TASK DESCRIPTION: Rewrite the lines from the first one through the line with "xmin=312 ymin=163 xmax=338 ymax=293", both included and requests kept, shifting every coordinate in the answers up by 7.

PROVIDED DATA:

--------------------------------------------------

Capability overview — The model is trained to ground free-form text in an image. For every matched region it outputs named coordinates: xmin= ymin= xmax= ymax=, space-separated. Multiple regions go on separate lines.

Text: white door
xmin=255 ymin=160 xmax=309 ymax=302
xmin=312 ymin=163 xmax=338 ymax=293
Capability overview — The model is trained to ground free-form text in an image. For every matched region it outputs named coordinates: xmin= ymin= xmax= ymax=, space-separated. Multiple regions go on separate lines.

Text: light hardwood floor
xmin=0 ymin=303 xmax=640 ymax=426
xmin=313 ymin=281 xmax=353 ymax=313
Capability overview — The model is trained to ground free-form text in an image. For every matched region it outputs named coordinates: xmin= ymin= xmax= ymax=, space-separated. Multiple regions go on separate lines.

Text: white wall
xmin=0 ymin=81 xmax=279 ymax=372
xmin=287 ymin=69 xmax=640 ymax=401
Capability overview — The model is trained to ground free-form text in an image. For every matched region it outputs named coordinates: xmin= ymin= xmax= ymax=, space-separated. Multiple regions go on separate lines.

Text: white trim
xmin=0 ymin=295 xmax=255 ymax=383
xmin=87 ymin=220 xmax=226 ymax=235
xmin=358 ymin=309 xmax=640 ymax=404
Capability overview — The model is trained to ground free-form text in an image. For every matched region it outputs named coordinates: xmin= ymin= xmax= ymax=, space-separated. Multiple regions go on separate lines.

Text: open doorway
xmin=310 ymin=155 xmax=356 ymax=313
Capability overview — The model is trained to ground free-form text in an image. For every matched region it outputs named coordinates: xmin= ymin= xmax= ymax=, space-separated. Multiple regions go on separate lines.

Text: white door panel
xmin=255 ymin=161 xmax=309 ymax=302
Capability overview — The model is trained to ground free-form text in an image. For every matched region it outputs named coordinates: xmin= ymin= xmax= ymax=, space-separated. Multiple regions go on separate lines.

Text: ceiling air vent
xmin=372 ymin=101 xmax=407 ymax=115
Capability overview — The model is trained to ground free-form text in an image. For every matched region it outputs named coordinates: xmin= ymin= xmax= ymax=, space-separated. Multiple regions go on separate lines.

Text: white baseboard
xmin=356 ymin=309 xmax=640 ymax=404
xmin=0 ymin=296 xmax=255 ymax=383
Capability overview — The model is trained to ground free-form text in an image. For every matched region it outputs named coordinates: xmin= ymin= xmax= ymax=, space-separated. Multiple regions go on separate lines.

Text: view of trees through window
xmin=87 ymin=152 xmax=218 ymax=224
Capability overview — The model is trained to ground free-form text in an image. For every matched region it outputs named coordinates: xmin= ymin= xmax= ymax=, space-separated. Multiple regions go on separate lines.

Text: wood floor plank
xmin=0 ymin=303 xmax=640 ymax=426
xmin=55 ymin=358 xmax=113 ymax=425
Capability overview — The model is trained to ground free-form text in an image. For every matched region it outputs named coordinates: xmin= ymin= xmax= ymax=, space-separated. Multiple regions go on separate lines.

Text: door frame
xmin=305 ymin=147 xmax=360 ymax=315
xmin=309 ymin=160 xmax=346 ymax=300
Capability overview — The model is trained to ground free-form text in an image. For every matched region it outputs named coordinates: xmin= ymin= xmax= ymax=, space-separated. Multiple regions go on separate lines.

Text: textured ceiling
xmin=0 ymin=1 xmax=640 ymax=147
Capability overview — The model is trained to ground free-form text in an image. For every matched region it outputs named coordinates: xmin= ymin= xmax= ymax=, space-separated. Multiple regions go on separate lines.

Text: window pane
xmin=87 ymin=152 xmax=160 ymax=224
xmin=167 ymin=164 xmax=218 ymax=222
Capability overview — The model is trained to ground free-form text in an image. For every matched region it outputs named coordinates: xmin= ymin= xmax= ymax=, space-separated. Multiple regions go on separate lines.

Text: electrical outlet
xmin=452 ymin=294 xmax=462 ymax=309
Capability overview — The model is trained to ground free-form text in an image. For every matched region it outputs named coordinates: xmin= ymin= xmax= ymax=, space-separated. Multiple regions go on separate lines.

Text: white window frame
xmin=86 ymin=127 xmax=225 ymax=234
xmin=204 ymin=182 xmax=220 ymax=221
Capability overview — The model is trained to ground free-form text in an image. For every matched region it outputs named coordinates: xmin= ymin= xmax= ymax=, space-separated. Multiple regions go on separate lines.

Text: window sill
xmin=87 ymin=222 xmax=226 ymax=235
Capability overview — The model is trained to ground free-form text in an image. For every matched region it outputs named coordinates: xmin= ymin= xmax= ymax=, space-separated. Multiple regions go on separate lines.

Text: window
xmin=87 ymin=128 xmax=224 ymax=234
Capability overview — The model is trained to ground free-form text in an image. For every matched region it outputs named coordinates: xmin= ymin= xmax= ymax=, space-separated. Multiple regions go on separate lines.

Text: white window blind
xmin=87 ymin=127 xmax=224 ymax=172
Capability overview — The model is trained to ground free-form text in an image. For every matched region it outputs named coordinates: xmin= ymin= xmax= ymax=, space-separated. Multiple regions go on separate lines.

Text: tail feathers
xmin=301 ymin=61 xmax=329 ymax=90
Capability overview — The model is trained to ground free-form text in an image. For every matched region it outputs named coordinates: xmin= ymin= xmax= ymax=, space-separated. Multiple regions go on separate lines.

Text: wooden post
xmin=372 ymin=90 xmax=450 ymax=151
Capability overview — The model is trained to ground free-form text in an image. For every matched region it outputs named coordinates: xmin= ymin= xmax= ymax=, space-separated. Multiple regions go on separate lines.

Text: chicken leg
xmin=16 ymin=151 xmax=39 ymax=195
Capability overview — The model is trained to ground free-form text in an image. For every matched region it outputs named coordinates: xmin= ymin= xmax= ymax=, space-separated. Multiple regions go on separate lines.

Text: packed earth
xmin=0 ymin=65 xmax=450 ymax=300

--------------------------------------------------

ANSWER TO THIS TASK:
Capability overview — The model is trained to ground free-form text in an image. For every matched region it outputs named coordinates: xmin= ymin= xmax= ymax=, space-separated. Multiple regions go on separate lines.

Text: white door
xmin=262 ymin=167 xmax=316 ymax=309
xmin=319 ymin=170 xmax=345 ymax=300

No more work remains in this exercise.